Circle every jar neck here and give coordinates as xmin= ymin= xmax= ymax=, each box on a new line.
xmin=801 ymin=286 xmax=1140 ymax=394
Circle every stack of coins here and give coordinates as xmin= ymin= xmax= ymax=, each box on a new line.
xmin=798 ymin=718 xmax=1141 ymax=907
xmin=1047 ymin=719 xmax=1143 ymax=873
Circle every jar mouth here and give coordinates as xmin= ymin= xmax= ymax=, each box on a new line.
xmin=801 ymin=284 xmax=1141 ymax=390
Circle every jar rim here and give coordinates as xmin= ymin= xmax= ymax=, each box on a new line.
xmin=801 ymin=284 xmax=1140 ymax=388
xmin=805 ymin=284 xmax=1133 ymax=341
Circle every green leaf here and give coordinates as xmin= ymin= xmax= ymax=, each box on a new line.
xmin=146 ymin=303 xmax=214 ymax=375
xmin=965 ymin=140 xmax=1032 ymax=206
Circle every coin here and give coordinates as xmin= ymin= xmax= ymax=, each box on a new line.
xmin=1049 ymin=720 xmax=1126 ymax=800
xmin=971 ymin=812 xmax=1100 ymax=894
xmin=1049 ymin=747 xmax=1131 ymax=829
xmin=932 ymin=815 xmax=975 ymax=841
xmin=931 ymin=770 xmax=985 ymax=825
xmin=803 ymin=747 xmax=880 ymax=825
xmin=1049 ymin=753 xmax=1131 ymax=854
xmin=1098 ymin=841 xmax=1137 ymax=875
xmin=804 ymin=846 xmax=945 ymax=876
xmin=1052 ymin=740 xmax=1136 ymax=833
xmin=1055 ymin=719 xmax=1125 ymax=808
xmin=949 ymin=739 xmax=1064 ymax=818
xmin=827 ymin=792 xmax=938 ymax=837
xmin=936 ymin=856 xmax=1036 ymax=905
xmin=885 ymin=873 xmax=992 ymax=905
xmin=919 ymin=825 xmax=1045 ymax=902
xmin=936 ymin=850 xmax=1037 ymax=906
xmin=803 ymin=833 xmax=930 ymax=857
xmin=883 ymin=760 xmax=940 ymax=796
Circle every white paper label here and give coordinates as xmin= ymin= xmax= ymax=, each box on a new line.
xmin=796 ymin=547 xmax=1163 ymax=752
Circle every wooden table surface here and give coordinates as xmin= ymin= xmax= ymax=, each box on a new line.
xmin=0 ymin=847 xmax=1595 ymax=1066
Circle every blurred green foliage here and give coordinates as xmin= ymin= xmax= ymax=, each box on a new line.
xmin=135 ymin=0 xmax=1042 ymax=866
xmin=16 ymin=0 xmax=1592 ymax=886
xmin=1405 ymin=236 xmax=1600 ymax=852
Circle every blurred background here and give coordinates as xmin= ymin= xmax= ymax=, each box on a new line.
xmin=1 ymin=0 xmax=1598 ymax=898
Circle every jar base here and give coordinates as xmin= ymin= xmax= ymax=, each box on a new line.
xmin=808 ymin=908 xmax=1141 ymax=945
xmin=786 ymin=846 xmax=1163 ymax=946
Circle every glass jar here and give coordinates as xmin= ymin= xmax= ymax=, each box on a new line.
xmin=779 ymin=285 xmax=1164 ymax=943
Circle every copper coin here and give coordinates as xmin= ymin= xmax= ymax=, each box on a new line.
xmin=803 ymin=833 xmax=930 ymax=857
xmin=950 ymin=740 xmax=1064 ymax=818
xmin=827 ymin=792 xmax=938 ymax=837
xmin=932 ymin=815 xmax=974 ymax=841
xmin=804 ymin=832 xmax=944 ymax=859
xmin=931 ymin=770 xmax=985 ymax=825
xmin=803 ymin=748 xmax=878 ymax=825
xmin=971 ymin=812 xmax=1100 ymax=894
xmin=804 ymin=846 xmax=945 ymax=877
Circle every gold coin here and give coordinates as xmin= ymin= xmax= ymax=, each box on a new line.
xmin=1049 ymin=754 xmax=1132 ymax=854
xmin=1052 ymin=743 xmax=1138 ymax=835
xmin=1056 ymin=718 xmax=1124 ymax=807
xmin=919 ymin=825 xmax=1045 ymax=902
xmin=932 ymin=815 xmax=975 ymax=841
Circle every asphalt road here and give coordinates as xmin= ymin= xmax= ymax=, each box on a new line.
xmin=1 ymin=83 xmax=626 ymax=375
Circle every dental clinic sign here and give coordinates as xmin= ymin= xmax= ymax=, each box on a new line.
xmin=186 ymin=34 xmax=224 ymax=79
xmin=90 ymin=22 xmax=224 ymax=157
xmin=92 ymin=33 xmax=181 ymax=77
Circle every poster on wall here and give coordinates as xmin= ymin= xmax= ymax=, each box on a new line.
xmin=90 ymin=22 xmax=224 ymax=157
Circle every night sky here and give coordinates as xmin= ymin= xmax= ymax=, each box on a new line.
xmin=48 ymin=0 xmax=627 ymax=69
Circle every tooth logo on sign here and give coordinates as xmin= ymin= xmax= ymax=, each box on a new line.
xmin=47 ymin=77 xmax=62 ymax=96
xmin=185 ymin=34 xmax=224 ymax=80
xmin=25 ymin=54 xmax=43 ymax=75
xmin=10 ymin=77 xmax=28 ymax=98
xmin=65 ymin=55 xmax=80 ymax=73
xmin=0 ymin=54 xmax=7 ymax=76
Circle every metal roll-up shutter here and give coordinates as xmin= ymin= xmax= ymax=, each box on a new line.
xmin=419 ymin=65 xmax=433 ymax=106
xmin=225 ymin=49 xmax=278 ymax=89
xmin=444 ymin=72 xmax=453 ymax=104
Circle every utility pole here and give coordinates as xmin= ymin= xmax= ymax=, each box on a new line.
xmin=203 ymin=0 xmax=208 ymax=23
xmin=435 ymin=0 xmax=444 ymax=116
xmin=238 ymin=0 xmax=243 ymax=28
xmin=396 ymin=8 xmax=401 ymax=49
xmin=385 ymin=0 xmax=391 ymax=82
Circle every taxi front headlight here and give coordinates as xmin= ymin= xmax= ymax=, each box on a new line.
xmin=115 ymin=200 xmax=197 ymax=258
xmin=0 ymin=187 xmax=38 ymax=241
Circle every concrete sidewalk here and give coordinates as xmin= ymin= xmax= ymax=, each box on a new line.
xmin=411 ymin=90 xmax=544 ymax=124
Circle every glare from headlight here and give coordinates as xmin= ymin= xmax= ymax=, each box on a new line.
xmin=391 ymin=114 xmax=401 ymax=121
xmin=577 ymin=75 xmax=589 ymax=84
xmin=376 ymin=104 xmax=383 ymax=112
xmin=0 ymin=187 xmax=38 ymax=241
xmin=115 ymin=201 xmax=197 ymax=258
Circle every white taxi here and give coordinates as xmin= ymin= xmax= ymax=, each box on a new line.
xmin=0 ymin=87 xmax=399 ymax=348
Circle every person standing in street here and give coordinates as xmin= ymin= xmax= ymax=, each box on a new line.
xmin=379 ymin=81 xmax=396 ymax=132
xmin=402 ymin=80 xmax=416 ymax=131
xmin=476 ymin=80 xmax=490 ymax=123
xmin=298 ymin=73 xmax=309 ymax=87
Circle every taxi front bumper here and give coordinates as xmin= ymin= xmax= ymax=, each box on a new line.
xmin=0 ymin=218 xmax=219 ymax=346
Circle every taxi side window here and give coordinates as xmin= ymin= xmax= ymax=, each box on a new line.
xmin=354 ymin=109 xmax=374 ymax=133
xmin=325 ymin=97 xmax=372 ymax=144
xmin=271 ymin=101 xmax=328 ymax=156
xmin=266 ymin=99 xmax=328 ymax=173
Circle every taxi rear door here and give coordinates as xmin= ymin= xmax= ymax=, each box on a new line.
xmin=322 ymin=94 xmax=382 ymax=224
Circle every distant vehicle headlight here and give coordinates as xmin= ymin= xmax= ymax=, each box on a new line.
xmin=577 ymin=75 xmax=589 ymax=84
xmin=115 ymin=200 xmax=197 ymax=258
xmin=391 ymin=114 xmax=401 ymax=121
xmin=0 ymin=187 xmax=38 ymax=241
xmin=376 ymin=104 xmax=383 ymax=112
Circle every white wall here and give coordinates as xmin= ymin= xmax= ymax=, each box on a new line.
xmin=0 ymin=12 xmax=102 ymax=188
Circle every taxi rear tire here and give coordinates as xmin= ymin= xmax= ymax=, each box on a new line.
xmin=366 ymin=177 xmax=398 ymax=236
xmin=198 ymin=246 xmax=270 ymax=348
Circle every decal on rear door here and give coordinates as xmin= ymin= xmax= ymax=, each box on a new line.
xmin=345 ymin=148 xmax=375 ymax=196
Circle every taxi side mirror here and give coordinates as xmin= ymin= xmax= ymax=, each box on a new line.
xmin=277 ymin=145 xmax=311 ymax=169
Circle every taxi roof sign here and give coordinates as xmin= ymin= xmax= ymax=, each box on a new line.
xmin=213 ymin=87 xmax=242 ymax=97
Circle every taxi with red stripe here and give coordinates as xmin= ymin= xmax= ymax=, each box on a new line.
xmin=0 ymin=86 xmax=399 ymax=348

WORK INSTRUCTION: Transcribe only what runs from the line with "Circle every distant" to the last line above, keeping every line exactly as written.

RESULT BELOW:
Circle every distant vehicle headlight here and give coordinates as xmin= ymin= xmax= ymax=, each box on a new line.
xmin=577 ymin=75 xmax=589 ymax=84
xmin=115 ymin=200 xmax=197 ymax=258
xmin=391 ymin=114 xmax=401 ymax=121
xmin=0 ymin=187 xmax=38 ymax=241
xmin=376 ymin=104 xmax=383 ymax=112
Circle every white wall here and give coordinates as xmin= ymin= xmax= ymax=, each box on a new line.
xmin=0 ymin=12 xmax=102 ymax=188
Circle every taxi rear tire here and give coordinates as xmin= ymin= xmax= ymax=, each box on a new line.
xmin=366 ymin=177 xmax=398 ymax=236
xmin=198 ymin=246 xmax=270 ymax=348
Circle every decal on rear door here and give coordinates as xmin= ymin= xmax= ymax=, each box on a new line.
xmin=345 ymin=148 xmax=375 ymax=196
Circle every taxi side mirror here and give coordinates as xmin= ymin= xmax= ymax=, each box on a new line.
xmin=277 ymin=145 xmax=311 ymax=169
Circle every taxi roof sign here and give coordinates as xmin= ymin= xmax= ymax=, each box on a new line.
xmin=213 ymin=87 xmax=242 ymax=97
Circle every taxi with red stripe here and give coordinates as xmin= ymin= xmax= ymax=, each box on a new line.
xmin=0 ymin=86 xmax=399 ymax=348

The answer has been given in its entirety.